Dataset records
**********

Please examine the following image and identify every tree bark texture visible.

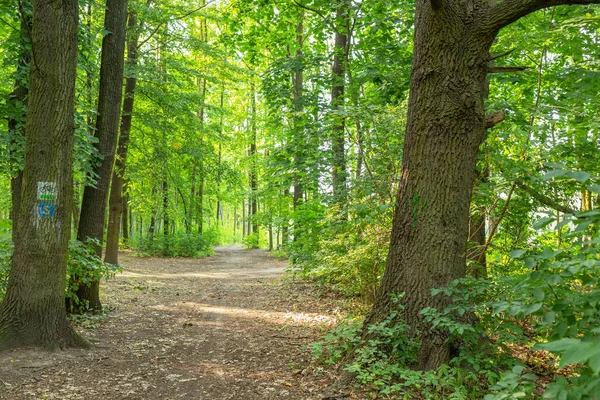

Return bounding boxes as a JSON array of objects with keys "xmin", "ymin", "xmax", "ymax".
[
  {"xmin": 0, "ymin": 0, "xmax": 86, "ymax": 349},
  {"xmin": 292, "ymin": 14, "xmax": 304, "ymax": 216},
  {"xmin": 368, "ymin": 0, "xmax": 495, "ymax": 369},
  {"xmin": 104, "ymin": 10, "xmax": 139, "ymax": 265},
  {"xmin": 365, "ymin": 0, "xmax": 600, "ymax": 369},
  {"xmin": 331, "ymin": 0, "xmax": 350, "ymax": 204},
  {"xmin": 249, "ymin": 82, "xmax": 259, "ymax": 242},
  {"xmin": 8, "ymin": 15, "xmax": 31, "ymax": 242},
  {"xmin": 75, "ymin": 0, "xmax": 128, "ymax": 310},
  {"xmin": 162, "ymin": 178, "xmax": 170, "ymax": 236}
]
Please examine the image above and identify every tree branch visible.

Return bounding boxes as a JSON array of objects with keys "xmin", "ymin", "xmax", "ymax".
[
  {"xmin": 484, "ymin": 0, "xmax": 600, "ymax": 31},
  {"xmin": 490, "ymin": 49, "xmax": 516, "ymax": 61},
  {"xmin": 292, "ymin": 0, "xmax": 337, "ymax": 32},
  {"xmin": 485, "ymin": 110, "xmax": 505, "ymax": 129},
  {"xmin": 515, "ymin": 181, "xmax": 575, "ymax": 215},
  {"xmin": 138, "ymin": 1, "xmax": 213, "ymax": 49},
  {"xmin": 488, "ymin": 65, "xmax": 533, "ymax": 74}
]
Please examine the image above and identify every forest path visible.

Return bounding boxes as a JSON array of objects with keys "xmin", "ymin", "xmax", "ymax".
[{"xmin": 0, "ymin": 246, "xmax": 352, "ymax": 400}]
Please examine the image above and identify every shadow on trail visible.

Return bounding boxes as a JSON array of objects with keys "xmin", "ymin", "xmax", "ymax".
[{"xmin": 0, "ymin": 246, "xmax": 342, "ymax": 400}]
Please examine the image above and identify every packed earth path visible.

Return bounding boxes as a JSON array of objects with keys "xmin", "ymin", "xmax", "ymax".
[{"xmin": 0, "ymin": 246, "xmax": 362, "ymax": 400}]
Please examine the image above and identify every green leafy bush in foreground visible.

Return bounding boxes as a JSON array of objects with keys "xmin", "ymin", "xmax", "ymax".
[
  {"xmin": 65, "ymin": 240, "xmax": 122, "ymax": 313},
  {"xmin": 131, "ymin": 229, "xmax": 220, "ymax": 258},
  {"xmin": 0, "ymin": 237, "xmax": 121, "ymax": 311},
  {"xmin": 313, "ymin": 202, "xmax": 600, "ymax": 400}
]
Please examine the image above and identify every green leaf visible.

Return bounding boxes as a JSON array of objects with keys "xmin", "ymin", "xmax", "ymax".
[
  {"xmin": 542, "ymin": 169, "xmax": 567, "ymax": 181},
  {"xmin": 533, "ymin": 287, "xmax": 546, "ymax": 301},
  {"xmin": 532, "ymin": 217, "xmax": 556, "ymax": 230},
  {"xmin": 566, "ymin": 171, "xmax": 591, "ymax": 183},
  {"xmin": 508, "ymin": 250, "xmax": 527, "ymax": 258}
]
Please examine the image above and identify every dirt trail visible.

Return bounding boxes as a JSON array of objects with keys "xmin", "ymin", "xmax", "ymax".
[{"xmin": 0, "ymin": 247, "xmax": 356, "ymax": 400}]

**********

WHAT TO DO — Reproduce the listing from the line containing "Please examine the image above and identify every dirt" through the end, keeping the request text unchanged. Rescale every bounding-box coordinate in the answer by multiplying it by 0.65 and rounding to the nearest whole number, with halves rounded up.

COMPLETE OUTPUT —
Please examine the image above and identify every dirt trail visible.

Return bounding boxes as a JSON array of objects with keys "xmin", "ymin", "xmax", "ymax".
[{"xmin": 0, "ymin": 161, "xmax": 231, "ymax": 260}]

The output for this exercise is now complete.